PROVIDED TEXT:
══════════════════════════════
17

As per below code, hashmap initial dafault capacity is 16 and LF is 0.75, so when I enter 13th element then rehashing should occur and because I have provided a constant hashcode, it internally maintain a linked list to maintain an insertion order. So, till 10th elements it is working as expected but when I enter 11th element, it shuffle the order. Can anybody help me in understanding why it is happening at the time of 11th element insertion only.

class A{
    int a;

    A(int a){
        this.a = a;
    }
    @Override
    public int hashCode() {
        return 7;
    }
    @Override
    public String toString() {
        return "" + a + "";
    }
}
class Base {
    public static void main(String[] args) {
        Map<Object, Integer> m = new HashMap<Object, Integer>();
        m.put(new A(1), 1);
        m.put(new A(2), 1);
        m.put(new A(3), 1);
        m.put(new A(4), 1);
        m.put(new A(5), 1);
        m.put(new A(6), 1);
        m.put(new A(7), 1);
        m.put(new A(8), 1);
        m.put(new A(9), 1);
        m.put(new A(10), 1);
        //m.put(new A(11), 1);
        System.out.println(m);
    }
}

Output which I am getting till 10th element:

{1=1, 2=1, 3=1, 4=1, 5=1, 6=1, 7=1, 8=1, 9=1, 10=1}

Output which I am getting after entering 11th element:

{4=1, 1=1, 2=1, 3=1, 5=1, 6=1, 7=1, 8=1, 9=1, 10=1, 11=1}

It should maintain insertion order or if it is using RB tree internally so which traversal it is using here in this case?

Vinay Prajapati
  • 7,199
  • 9
  • 45
  • 86
Vi_Code
  • 181
  • 8

2 Answers2

22

It should maintain insertion order or if it is using RB tree internally so which traversal it is using here in this case?

There’s no “should”; the HashMap does not guaranty any order. What actually happens in the current implementation, is determined by two constants, TREEIFY_THRESHOLD = 8 and MIN_TREEIFY_CAPACITY = 64.

When the number of items in one bucket exceeds the former, the bucket will be converted into a tree of nodes, unless the map’s total capacity is smaller than the latter constant, in that case, the capacity will be doubled.

So when you insert the 9th object, the capacity will be raised from 16 to 32, inserting the 10th causes a raise from 32 to 64, then, inserting the 11th element will cause a conversion of the bucket to a tree.

This conversion will always happen, whether there’s an actual benefit or not. Since the objects have identical hash codes and do not implement Comparable, it will end up using their identity hash codes for determining the order. This may result in a change of the order (in my environment, it does not).
══════════════════════════════
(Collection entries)
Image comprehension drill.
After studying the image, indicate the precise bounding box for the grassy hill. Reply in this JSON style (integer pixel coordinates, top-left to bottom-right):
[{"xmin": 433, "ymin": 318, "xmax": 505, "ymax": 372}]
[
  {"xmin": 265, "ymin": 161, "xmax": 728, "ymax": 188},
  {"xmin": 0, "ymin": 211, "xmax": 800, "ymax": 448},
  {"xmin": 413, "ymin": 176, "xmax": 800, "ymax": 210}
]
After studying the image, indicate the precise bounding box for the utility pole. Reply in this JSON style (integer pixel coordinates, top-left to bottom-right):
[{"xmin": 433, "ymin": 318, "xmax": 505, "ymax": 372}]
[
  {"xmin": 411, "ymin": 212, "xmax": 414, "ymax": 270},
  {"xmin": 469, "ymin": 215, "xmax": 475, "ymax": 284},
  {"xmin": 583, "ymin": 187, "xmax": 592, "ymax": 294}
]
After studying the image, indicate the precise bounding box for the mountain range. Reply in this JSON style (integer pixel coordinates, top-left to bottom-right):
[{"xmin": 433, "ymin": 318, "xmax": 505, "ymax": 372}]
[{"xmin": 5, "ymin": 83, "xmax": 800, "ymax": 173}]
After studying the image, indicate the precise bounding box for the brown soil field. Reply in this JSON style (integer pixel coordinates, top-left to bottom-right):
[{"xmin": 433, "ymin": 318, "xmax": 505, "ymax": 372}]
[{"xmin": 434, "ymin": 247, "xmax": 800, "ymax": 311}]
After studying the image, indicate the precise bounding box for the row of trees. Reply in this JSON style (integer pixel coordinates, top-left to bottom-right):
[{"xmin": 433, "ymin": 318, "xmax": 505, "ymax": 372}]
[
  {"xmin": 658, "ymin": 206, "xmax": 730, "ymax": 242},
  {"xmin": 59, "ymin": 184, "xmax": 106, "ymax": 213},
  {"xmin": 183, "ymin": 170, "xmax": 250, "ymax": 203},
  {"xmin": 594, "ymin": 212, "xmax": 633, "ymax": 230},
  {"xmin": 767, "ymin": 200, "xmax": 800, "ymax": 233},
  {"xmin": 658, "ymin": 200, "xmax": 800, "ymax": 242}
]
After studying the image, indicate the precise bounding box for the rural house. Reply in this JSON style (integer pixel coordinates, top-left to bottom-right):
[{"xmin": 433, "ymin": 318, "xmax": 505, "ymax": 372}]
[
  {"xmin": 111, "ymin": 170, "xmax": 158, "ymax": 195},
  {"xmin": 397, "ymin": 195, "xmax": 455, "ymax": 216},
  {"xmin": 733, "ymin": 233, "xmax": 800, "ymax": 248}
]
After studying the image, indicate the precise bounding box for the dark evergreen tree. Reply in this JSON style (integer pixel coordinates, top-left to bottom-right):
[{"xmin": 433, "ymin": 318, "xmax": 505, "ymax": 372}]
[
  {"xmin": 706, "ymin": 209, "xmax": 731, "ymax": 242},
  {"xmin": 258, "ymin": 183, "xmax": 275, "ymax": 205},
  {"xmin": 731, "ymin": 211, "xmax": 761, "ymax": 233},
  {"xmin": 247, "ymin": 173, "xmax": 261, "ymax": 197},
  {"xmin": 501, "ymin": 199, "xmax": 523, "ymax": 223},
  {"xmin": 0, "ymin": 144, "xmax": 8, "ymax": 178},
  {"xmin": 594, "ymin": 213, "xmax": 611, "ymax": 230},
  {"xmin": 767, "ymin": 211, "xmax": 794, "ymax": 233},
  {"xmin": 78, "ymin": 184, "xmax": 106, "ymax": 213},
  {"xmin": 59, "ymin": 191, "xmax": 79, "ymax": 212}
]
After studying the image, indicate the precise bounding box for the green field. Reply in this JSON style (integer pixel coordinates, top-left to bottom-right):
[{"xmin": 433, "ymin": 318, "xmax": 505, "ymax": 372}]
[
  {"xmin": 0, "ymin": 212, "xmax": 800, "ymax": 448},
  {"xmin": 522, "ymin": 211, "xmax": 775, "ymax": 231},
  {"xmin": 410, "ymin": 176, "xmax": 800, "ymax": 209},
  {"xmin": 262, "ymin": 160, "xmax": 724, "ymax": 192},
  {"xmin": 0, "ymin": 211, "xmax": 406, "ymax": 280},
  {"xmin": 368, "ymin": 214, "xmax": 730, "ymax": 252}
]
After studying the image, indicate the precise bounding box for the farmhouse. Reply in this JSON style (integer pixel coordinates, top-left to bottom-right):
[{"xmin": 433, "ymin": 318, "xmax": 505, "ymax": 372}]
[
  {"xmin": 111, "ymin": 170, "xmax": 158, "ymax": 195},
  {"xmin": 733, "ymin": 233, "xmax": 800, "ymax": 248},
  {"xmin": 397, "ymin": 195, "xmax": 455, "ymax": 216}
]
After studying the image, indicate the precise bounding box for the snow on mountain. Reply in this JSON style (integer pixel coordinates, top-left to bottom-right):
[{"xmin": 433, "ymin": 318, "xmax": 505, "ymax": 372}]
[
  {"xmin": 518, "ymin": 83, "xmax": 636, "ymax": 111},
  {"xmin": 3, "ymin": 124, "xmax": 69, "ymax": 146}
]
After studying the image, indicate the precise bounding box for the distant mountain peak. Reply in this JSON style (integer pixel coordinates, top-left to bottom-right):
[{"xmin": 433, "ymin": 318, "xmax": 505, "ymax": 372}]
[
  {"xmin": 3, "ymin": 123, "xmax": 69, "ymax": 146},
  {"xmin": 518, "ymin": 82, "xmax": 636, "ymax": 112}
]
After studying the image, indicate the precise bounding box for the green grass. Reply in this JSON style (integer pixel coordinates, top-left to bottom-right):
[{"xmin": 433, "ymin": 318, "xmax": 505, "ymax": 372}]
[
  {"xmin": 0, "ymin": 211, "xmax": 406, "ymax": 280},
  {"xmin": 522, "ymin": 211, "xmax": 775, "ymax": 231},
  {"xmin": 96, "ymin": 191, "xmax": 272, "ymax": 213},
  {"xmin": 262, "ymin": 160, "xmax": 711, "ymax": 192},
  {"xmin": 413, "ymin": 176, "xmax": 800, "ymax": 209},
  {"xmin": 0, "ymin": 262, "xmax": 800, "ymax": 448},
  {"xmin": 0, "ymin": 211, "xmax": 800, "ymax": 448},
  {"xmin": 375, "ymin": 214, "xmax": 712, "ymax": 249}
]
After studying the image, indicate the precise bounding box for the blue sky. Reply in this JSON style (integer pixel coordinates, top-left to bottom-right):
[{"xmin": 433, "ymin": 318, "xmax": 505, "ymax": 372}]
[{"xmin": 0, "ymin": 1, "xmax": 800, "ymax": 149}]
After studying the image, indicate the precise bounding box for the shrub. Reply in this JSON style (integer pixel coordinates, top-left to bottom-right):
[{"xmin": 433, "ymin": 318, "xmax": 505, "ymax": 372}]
══════════════════════════════
WHAT YOU ARE ASKED TO DO: According to the HashMap ordering thread, what capacity values does the map have as the objects are inserted? List each one. The collection entries are separate data with no connection to the HashMap ordering thread.

OUTPUT OF THE EXERCISE:
- 16 (the initial default capacity)
- 32 (after the 9th object is inserted)
- 64 (after the 10th object is inserted)